Extrait à lire:
((
UNOC3 : l’océan revient au centre du jeu diplomatique vert

L’ambassadeur français pour les pôles et l’océan Olivier Poivre d’Arvor – et pilote de l’UNOC – ne cachait pas son plaisir le dernier jour de la troisième Conférence de l’ONU sur l’océan à Nice. La mobilisation de 175 pays a permis de réelles avancées pour la protection de 64 % de l’océan, longtemps à part dans les négociations internationales. Et ce malgré les crispations franco-françaises habituelles autour des aires marines protégées.

par Anne Henry (avec Carine Mayo)

Trois lobbyistes pour un scientifique, voilà l’ambiance sous les tentes blanches de la Zone bleue des négociations, installées sur le port de Nice, du 9 au 13 juin 2025. Mais sous la houlette de la présidence de la France et du Costa-Rica, 64 chefs d’Etat, 115 ministres de l’Ecologie et 14 000 délégués des différents pays présents n’ont pas chômé, pour permettre de réelles avancées : un traité pour encadrer juridiquement la haute mer, l’Appel de Nice sur la réduction de la production plastique qui pollue l’océan et l’engagement de nombreux pays, dont la France, à étendre leurs aires marines protégées. Une mobilisation qui a montré que la diplomatie verte et le multilatéralisme restaient efficaces en ces temps troubles.
))
Consignes:
**a)** Énumérez toutes les avancées que l'article présente comme obtenues lors de la conférence de Nice.
**b)** Citez l'article depuis « Trois lobbyistes pour » jusqu'à « ces temps troubles. ».
La liste qui suit n'intervient en rien ici.

Données enregistrées:
((
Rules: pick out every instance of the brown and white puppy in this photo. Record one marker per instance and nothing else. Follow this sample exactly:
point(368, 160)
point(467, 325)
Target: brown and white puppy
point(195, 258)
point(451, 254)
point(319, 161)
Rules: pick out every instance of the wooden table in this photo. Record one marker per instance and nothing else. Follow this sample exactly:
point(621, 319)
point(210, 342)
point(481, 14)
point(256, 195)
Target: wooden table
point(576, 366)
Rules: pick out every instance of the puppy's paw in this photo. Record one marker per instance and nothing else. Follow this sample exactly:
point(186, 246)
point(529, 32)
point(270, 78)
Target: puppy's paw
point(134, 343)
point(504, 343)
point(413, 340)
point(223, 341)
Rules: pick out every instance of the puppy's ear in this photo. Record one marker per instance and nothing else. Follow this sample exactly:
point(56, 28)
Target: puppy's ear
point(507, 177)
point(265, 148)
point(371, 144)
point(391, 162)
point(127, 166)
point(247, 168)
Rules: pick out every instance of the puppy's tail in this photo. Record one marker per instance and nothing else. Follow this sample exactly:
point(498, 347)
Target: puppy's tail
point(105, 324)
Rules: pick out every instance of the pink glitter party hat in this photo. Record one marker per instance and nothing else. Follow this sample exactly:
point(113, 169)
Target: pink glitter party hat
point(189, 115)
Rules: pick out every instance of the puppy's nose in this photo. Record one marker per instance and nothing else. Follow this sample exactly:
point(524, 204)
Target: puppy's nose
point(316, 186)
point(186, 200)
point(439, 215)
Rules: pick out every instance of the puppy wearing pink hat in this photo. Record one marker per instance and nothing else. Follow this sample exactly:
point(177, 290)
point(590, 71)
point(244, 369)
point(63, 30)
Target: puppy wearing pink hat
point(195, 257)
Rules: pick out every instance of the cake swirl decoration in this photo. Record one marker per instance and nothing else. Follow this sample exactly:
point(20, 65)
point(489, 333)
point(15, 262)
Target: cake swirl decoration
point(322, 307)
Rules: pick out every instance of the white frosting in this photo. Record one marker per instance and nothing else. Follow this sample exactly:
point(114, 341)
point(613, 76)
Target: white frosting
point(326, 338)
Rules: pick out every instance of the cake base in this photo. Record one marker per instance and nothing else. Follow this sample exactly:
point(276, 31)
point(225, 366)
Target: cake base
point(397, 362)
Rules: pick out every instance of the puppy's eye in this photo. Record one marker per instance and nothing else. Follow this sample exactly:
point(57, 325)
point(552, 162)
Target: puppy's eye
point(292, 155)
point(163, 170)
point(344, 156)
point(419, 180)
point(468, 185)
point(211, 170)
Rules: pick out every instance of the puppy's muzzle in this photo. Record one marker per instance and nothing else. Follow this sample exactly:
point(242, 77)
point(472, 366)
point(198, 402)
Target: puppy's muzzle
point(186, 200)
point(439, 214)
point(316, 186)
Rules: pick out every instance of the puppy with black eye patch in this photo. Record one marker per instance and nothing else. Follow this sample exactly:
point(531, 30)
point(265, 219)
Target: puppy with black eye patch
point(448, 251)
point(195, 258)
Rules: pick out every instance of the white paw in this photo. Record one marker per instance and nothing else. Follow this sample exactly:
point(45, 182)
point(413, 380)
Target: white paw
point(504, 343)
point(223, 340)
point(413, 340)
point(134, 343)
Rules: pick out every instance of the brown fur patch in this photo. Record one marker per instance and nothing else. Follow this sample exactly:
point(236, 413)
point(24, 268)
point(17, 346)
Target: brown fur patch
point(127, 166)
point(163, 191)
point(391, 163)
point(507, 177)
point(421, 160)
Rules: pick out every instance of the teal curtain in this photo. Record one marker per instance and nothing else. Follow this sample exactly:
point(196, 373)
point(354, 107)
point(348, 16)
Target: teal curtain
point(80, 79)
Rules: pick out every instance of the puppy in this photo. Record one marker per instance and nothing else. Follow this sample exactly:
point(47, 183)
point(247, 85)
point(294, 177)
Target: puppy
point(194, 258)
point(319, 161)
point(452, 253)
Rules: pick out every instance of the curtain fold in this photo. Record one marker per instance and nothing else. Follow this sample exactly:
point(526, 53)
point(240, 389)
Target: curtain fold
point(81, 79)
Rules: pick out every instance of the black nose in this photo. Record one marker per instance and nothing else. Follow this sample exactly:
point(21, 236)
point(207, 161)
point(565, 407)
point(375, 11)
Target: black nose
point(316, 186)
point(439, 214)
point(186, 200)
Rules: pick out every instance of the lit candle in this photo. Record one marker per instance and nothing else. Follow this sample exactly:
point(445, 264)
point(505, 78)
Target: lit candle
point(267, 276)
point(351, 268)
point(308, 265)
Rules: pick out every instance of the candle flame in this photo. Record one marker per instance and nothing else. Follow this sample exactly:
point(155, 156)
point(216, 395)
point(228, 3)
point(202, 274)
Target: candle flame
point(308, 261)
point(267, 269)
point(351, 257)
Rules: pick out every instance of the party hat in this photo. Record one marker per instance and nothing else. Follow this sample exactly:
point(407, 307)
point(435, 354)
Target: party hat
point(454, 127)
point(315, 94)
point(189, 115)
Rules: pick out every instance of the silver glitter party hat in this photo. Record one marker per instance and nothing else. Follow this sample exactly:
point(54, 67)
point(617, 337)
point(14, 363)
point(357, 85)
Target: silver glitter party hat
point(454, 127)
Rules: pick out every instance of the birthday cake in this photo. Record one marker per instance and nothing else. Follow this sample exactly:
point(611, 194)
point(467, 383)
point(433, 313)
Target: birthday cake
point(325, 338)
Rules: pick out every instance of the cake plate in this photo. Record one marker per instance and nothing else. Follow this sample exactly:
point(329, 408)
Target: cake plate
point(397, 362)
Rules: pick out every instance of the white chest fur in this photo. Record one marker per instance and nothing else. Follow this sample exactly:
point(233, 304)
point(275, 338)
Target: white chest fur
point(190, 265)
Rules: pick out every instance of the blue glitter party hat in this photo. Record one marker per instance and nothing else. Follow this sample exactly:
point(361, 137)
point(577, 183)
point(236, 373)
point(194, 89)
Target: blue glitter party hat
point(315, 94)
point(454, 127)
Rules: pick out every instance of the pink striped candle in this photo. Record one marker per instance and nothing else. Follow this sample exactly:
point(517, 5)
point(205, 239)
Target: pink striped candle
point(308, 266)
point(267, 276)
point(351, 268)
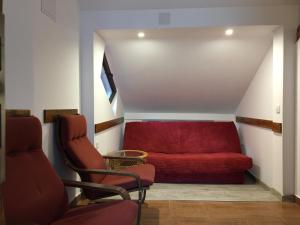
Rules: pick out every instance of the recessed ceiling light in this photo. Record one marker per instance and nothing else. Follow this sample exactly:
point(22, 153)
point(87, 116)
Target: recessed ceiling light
point(229, 32)
point(141, 34)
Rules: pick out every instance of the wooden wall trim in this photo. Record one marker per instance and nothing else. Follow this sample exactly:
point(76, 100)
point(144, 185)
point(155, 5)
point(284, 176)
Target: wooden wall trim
point(51, 114)
point(99, 127)
point(17, 113)
point(268, 124)
point(297, 199)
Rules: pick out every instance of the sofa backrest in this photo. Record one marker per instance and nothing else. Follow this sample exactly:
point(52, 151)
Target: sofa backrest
point(182, 137)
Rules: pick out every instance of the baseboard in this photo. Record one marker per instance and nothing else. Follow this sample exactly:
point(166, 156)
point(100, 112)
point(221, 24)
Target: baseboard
point(289, 198)
point(276, 193)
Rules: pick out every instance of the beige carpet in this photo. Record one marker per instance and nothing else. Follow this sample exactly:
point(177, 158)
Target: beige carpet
point(245, 192)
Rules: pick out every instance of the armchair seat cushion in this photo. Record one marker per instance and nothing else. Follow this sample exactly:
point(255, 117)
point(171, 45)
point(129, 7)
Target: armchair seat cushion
point(145, 171)
point(101, 214)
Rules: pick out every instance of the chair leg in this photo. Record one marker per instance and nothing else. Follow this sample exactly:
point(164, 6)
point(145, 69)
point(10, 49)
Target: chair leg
point(140, 202)
point(138, 220)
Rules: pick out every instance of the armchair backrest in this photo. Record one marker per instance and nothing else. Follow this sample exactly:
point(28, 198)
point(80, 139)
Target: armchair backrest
point(32, 191)
point(73, 141)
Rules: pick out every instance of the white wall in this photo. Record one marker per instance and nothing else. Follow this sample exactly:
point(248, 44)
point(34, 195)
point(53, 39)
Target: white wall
point(298, 124)
point(111, 139)
point(178, 116)
point(42, 64)
point(264, 94)
point(284, 15)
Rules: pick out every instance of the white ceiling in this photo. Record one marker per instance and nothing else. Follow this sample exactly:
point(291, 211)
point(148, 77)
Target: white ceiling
point(185, 70)
point(171, 4)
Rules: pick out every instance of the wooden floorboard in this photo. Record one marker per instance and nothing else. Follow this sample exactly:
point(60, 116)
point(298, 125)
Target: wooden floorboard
point(219, 213)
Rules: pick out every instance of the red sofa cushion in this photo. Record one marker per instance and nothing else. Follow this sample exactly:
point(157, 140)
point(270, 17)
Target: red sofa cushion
point(182, 137)
point(200, 163)
point(115, 213)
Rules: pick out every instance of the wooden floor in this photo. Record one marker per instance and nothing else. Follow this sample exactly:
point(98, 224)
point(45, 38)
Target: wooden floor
point(219, 213)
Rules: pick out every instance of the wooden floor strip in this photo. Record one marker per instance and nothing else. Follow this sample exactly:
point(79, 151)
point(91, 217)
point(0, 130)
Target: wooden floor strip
point(219, 213)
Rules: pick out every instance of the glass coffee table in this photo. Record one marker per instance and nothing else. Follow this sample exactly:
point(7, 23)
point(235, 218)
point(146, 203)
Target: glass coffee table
point(124, 158)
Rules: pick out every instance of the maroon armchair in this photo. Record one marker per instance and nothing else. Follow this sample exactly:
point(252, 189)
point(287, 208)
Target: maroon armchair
point(33, 194)
point(81, 156)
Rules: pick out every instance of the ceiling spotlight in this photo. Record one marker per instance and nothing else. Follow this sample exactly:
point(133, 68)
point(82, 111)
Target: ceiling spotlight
point(229, 32)
point(141, 34)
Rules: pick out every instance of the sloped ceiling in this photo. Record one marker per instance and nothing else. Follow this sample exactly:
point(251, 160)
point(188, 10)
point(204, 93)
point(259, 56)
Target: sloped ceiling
point(172, 4)
point(185, 70)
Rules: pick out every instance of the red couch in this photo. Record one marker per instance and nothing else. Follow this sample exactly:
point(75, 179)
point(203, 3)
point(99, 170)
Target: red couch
point(190, 152)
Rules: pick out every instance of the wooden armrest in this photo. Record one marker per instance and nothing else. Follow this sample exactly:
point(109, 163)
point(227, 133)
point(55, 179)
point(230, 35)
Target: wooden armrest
point(125, 158)
point(113, 173)
point(20, 223)
point(101, 187)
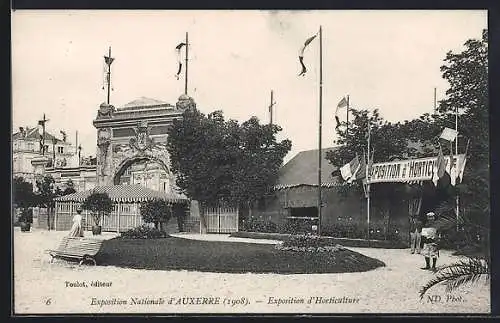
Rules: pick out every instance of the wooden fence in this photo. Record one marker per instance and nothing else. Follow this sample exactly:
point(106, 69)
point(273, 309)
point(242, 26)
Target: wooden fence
point(125, 216)
point(221, 220)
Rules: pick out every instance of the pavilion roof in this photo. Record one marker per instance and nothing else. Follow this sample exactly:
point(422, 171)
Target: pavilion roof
point(124, 193)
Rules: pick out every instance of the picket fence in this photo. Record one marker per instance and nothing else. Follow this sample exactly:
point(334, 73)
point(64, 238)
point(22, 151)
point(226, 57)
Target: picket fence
point(221, 219)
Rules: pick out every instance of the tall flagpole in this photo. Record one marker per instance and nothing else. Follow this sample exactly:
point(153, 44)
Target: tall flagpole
point(347, 113)
point(185, 79)
point(320, 124)
point(271, 109)
point(457, 201)
point(109, 74)
point(368, 185)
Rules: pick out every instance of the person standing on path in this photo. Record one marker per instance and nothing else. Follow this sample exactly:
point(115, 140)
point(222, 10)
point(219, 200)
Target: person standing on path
point(430, 239)
point(415, 233)
point(77, 230)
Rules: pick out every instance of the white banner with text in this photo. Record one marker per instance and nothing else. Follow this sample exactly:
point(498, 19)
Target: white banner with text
point(409, 170)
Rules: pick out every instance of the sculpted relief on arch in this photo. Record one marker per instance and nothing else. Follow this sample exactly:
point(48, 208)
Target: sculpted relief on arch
point(139, 147)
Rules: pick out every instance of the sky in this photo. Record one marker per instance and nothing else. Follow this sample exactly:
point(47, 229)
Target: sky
point(387, 60)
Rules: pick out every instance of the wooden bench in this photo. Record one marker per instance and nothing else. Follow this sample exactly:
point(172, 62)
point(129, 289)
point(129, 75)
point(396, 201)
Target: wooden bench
point(81, 249)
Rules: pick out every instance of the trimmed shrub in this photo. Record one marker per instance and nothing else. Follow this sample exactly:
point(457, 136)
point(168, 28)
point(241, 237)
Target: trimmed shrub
point(309, 243)
point(259, 225)
point(297, 226)
point(144, 231)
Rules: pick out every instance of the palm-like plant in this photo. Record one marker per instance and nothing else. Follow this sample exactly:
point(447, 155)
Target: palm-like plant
point(470, 270)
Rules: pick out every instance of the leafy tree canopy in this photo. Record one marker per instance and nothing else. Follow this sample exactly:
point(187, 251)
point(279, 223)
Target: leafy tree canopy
point(217, 160)
point(23, 196)
point(467, 75)
point(156, 210)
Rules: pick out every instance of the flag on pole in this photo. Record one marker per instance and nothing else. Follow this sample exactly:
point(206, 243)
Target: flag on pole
point(301, 54)
point(448, 134)
point(179, 59)
point(351, 170)
point(439, 167)
point(108, 60)
point(106, 71)
point(453, 172)
point(340, 105)
point(461, 168)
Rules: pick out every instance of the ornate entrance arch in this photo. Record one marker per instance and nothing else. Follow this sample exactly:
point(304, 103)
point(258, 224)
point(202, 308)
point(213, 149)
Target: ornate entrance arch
point(135, 132)
point(126, 163)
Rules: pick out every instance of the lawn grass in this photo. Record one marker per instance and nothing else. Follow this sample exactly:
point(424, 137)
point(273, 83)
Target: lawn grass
point(227, 257)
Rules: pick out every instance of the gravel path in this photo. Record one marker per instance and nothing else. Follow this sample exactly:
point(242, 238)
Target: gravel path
point(42, 287)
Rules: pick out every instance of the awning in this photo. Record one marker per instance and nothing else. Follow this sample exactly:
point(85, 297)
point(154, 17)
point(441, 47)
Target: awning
point(125, 193)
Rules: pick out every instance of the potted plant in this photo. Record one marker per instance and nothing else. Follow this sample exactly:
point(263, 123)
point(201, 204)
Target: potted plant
point(25, 219)
point(156, 211)
point(99, 204)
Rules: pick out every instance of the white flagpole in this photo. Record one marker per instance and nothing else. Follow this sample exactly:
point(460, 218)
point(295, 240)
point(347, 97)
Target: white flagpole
point(320, 124)
point(368, 186)
point(457, 201)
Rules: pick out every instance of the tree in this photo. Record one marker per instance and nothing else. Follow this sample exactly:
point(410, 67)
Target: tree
point(98, 204)
point(217, 161)
point(389, 141)
point(261, 157)
point(23, 198)
point(45, 194)
point(467, 74)
point(70, 187)
point(156, 211)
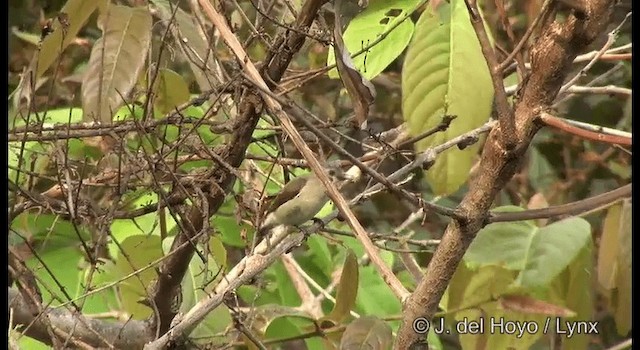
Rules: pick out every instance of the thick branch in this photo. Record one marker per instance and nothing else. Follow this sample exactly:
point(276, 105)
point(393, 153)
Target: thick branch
point(551, 57)
point(128, 335)
point(173, 269)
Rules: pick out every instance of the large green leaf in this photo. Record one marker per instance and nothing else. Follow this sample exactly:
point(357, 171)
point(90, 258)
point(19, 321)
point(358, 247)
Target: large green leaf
point(78, 12)
point(116, 61)
point(445, 73)
point(539, 254)
point(377, 20)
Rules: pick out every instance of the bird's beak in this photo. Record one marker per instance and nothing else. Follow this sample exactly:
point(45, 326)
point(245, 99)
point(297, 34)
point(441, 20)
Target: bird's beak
point(353, 174)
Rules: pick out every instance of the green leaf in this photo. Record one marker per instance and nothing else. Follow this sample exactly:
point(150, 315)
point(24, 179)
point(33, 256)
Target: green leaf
point(55, 43)
point(541, 173)
point(193, 44)
point(347, 289)
point(445, 73)
point(580, 298)
point(368, 332)
point(376, 20)
point(116, 61)
point(171, 90)
point(539, 254)
point(137, 252)
point(201, 276)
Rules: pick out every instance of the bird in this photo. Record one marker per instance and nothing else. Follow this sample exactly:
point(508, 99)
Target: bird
point(299, 200)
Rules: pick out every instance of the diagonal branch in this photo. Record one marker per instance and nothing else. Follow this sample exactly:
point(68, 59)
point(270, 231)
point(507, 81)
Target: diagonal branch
point(172, 271)
point(129, 335)
point(551, 56)
point(276, 109)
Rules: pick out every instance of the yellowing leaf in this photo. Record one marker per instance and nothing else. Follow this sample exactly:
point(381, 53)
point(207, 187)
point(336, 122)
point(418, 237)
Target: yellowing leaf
point(116, 61)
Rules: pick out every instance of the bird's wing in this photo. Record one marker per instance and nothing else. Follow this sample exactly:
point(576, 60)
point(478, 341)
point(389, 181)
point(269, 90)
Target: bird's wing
point(289, 191)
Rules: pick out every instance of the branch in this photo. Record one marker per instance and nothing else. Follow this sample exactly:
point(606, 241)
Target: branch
point(128, 335)
point(551, 56)
point(587, 131)
point(276, 109)
point(173, 269)
point(505, 113)
point(575, 208)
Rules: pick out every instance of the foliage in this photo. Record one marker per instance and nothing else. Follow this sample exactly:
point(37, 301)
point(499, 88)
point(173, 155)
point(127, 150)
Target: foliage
point(124, 127)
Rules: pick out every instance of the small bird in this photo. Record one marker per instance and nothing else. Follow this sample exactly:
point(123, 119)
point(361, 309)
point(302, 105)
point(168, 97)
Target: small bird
point(299, 200)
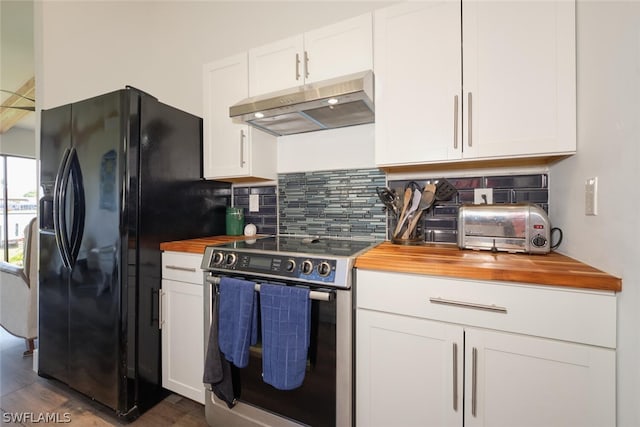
))
Réponses successives:
**a)**
- Un traité pour encadrer juridiquement la haute mer
- L'Appel de Nice sur la réduction de la production plastique qui pollue l'océan
- L'engagement de nombreux pays, dont la France, à étendre leurs aires marines protégées

**b)**
Trois lobbyistes pour un scientifique, voilà l’ambiance sous les tentes blanches de la Zone bleue des négociations, installées sur le port de Nice, du 9 au 13 juin 2025. Mais sous la houlette de la présidence de la France et du Costa-Rica, 64 chefs d’Etat, 115 ministres de l’Ecologie et 14 000 délégués des différents pays présents n’ont pas chômé, pour permettre de réelles avancées : un traité pour encadrer juridiquement la haute mer, l’Appel de Nice sur la réduction de la production plastique qui pollue l’océan et l’engagement de nombreux pays, dont la France, à étendre leurs aires marines protégées. Une mobilisation qui a montré que la diplomatie verte et le multilatéralisme restaient efficaces en ces temps troubles.